TASK REQUIREMENTS >> Below are some records; return all of them exactly as they are.

(Point-per-instance localization data)
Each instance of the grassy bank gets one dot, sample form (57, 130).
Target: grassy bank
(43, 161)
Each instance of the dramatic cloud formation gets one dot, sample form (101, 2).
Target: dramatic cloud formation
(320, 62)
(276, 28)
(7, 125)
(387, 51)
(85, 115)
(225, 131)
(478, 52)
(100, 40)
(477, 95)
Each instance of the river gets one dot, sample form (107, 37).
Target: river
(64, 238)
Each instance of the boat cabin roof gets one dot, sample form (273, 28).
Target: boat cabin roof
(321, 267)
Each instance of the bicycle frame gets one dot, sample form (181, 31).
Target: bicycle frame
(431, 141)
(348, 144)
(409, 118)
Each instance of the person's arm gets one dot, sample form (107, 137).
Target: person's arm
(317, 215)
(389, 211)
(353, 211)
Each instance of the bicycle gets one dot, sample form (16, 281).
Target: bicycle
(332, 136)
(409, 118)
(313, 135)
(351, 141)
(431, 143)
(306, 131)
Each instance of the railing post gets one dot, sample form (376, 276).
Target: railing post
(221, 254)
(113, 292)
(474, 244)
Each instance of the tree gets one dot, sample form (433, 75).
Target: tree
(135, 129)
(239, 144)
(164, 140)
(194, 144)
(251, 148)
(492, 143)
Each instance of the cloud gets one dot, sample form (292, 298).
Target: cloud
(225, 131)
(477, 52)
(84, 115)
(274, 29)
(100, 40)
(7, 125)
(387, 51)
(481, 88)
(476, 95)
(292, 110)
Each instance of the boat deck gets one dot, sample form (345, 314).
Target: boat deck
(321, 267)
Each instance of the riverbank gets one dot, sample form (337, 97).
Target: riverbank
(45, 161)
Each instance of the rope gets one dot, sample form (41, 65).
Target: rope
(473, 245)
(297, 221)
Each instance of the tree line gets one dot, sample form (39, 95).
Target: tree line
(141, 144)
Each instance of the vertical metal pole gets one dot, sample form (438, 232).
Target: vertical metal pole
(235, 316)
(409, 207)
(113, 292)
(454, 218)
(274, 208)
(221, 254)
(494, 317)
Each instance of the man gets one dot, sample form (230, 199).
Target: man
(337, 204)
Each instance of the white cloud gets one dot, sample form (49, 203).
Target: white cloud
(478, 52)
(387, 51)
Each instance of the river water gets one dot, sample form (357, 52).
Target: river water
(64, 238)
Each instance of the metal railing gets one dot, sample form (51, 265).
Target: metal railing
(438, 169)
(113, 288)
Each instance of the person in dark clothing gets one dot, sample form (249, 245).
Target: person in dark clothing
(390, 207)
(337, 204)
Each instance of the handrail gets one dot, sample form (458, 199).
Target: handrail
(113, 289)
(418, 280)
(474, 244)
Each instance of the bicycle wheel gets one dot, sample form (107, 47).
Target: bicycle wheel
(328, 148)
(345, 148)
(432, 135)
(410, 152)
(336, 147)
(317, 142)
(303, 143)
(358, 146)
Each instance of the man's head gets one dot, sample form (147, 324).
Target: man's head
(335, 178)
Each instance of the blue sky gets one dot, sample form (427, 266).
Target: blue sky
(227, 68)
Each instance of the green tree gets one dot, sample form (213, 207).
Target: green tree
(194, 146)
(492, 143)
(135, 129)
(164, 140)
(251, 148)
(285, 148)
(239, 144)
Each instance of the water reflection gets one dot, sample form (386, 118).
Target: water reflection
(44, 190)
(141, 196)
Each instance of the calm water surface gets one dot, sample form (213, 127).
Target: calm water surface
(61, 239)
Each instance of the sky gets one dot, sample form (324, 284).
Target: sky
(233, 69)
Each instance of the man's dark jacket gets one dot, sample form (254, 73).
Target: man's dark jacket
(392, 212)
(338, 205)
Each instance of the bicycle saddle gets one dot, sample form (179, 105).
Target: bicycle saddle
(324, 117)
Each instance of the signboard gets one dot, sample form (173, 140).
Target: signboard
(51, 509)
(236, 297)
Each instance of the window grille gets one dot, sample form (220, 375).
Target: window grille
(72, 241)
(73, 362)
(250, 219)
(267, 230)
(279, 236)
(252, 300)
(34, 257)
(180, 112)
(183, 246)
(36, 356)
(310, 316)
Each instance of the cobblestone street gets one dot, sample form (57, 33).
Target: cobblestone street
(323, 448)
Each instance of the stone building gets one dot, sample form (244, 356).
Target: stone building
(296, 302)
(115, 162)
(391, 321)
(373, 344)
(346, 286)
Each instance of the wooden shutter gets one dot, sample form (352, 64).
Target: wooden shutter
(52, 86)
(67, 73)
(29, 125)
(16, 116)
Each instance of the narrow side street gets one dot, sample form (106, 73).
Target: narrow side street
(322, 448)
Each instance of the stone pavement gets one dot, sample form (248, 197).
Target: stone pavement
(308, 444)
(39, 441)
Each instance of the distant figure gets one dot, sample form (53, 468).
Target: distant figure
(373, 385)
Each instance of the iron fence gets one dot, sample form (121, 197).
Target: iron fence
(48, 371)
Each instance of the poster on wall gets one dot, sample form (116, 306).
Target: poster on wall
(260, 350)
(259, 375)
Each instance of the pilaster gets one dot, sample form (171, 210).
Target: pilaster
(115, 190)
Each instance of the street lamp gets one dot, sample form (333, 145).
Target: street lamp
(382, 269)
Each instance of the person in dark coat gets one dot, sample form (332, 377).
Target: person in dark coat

FINISHED TASK >>
Each instance of the grassy bank gets one dot, sample form (57, 130).
Target: grassy bank
(43, 161)
Each instance of the dramatic cloud formation gets one dot, sample form (101, 2).
Target: dramatic cloud formation
(320, 62)
(276, 28)
(7, 125)
(387, 51)
(85, 115)
(225, 131)
(478, 52)
(100, 40)
(477, 95)
Each instance of the river gets one dot, sample form (107, 37).
Target: river
(64, 238)
Each instance of the boat cabin roof gets one dot, sample form (273, 28).
Target: boat cabin roof
(321, 267)
Each instance of the bicycle frame gets one dot, sample form (181, 31).
Target: bicycle frame
(431, 141)
(348, 144)
(409, 118)
Each instance of the person's arm gets one dot, sample form (107, 137).
Target: person's arm
(317, 215)
(389, 211)
(353, 211)
Each instance of the bicycle gets one dot, sample form (16, 281).
Target: bicycle
(332, 136)
(409, 118)
(313, 135)
(351, 141)
(431, 143)
(306, 131)
Each instance of the railing post gets one dot, sample form (376, 276).
Target: railing post
(221, 254)
(113, 292)
(474, 244)
Each instance of the tree gets one dot, sample form (433, 75).
Target: tree
(135, 129)
(239, 144)
(164, 140)
(194, 144)
(251, 148)
(492, 143)
Each instance of the cloud gets one dot, sample form (292, 298).
Target: cloud
(225, 131)
(477, 52)
(84, 115)
(274, 29)
(100, 40)
(7, 125)
(387, 51)
(481, 88)
(476, 95)
(292, 110)
Each instance of the boat deck gets one dot, sample form (345, 314).
Target: boat deck
(321, 267)
Each instance of the riverbank gets one dot, sample form (337, 97).
Target: riverbank
(45, 161)
Each instance of the rope gets one dot, sample form (41, 65).
Target: rope
(473, 245)
(297, 221)
Each instance of the tree line gets one dot, sample form (39, 95).
Target: tree line
(141, 144)
Each instance of the vertical metal pole gets one dot, sample form (438, 232).
Target: vertical metal pole
(235, 316)
(409, 207)
(113, 292)
(454, 218)
(274, 208)
(221, 254)
(494, 317)
Each instance of the man gets one dot, sample form (230, 199).
Target: man
(337, 204)
Each instance of the white cloud gets one dot, sample form (49, 203).
Target: white cloud
(478, 52)
(387, 51)
Each instance of the river water gets one dot, sample form (357, 52).
Target: river water
(64, 238)
Each instance of the metal railing gets one dot, sample form (51, 265).
Target: metal railing
(438, 169)
(113, 288)
Each instance of the person in dark clothing gets one dot, sample form (249, 245).
Target: person in dark clothing
(390, 207)
(337, 204)
Each instance of the handrail gets one dot, sample form (458, 199).
Target: handrail
(113, 289)
(418, 280)
(474, 244)
Each instance of the bicycle wheel gets one dot, sample form (107, 47).
Target: bicycle wheel
(328, 148)
(345, 148)
(432, 135)
(410, 152)
(336, 147)
(317, 142)
(303, 143)
(358, 146)
Each instance of the man's head gets one dot, sample form (147, 324).
Target: man's head
(335, 178)
Each instance of the blue sky gets one dot, sample form (427, 266).
Target: blue sky
(227, 68)
Each instance of the green tree gets one dot, sample form (213, 207).
Target: green tree
(194, 146)
(492, 143)
(135, 129)
(164, 140)
(251, 148)
(285, 148)
(239, 144)
Each instance of the water reflection gets one dot, sample form (386, 118).
Target: water reflection
(44, 190)
(141, 196)
Each instance of the calm water surface gets one dot, sample form (213, 127).
Target: calm water surface
(61, 239)
Each instance of the sky gets one dot, sample form (324, 284).
Target: sky
(233, 69)
Each instance of the man's dark jacket gets one dot, sample form (254, 73).
Target: man's dark jacket
(392, 212)
(338, 205)
Each instance of the bicycle saddle gets one dot, sample form (179, 105).
Target: bicycle saddle
(324, 117)
Each instance of the signboard gets one dot, sample form (173, 140).
Target: signboard
(51, 509)
(236, 297)
Each instance of the window grille gets one dot, sample form (220, 375).
Target: window grille
(72, 241)
(73, 362)
(250, 219)
(267, 230)
(279, 236)
(252, 300)
(34, 257)
(180, 112)
(183, 246)
(36, 356)
(310, 316)
Each instance of the cobblestone street gets one dot, sample form (57, 33).
Target: cobblestone street
(323, 448)
Each instance of the stone building gets one dot, sample form (244, 356).
Target: stone building
(296, 302)
(115, 162)
(391, 321)
(373, 344)
(346, 286)
Each instance of the wooden shutter gets one dot, sample form (352, 64).
Target: wooden shutter
(52, 86)
(67, 73)
(29, 125)
(16, 116)
Each instance of the narrow side street gets one dot, sample form (106, 73).
Target: narrow side street
(322, 448)
Each instance of the stone pavement gets one dot, sample form (248, 197).
Target: stone pavement
(308, 444)
(39, 441)
Each instance of the distant figure gets one dot, sample form (53, 468).
Target: distant figure
(373, 385)
Each instance of the iron fence gets one dot, sample form (121, 197).
Target: iron fence
(48, 371)
Each instance of the poster on wall gets one dot, sample form (116, 306).
Target: poster on wall
(260, 350)
(259, 375)
Each instance of the pilaster gets one dot, sample form (171, 210).
Target: pilaster
(115, 190)
Each instance of the street lamp gets one dot, sample form (333, 145).
Target: street lamp
(382, 269)
Each instance of the person in dark coat gets one dot, sample form (332, 377).
Target: person in dark coat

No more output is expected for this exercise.